:: 課題 ::
伊勢神宮についての抜粋で、持統6年12月の記録に並べて挙げられている名を、書かれている順にすべて挙げよ。

━━━━━ 抜粋 ━━━━━

②本拠でも原住所でもない場所でもその後天皇家にとり深い関係が出来た場所であれば、可能性があるが4、5世紀という古い時代にそんな関係が存在した可能性は存在しない。
③天武天皇に至るまで、天皇が伊勢神宮に参詣したとか幣帛(へいはく)を奉ったという記事が『記紀』には登場しない。又、舒明朝から天智朝末年に至る半世紀の期間、伊勢神宮の記事は『書紀』には登場しない。この事は、伊勢神宮が天皇家の氏の神である事を疑う根拠となる。
④壬申の乱にて伊勢神宮が天武側に立ち大活躍し、天武さんより伊勢神宮が格別の神社としてクローズアップされる。しかし、そんな状況でも持統6年5月の『日本書紀』では伊勢・大倭・住吉・紀伊大神と筆頭ではあるが地方神と同列で記録され、12月でも伊勢・住吉・紀伊・大倭・菟名足と地方神と同列で扱われている。伊勢神宮が天皇家にとり特別な神社であるという意識がさして強くない記録である。

━━━━━ 提示資料 ━━━━━

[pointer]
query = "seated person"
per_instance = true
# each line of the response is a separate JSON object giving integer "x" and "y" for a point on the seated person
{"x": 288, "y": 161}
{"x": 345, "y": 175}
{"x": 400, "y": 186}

━━━━━

:: 解答 ::
伊勢、住吉、紀伊、大倭、菟名足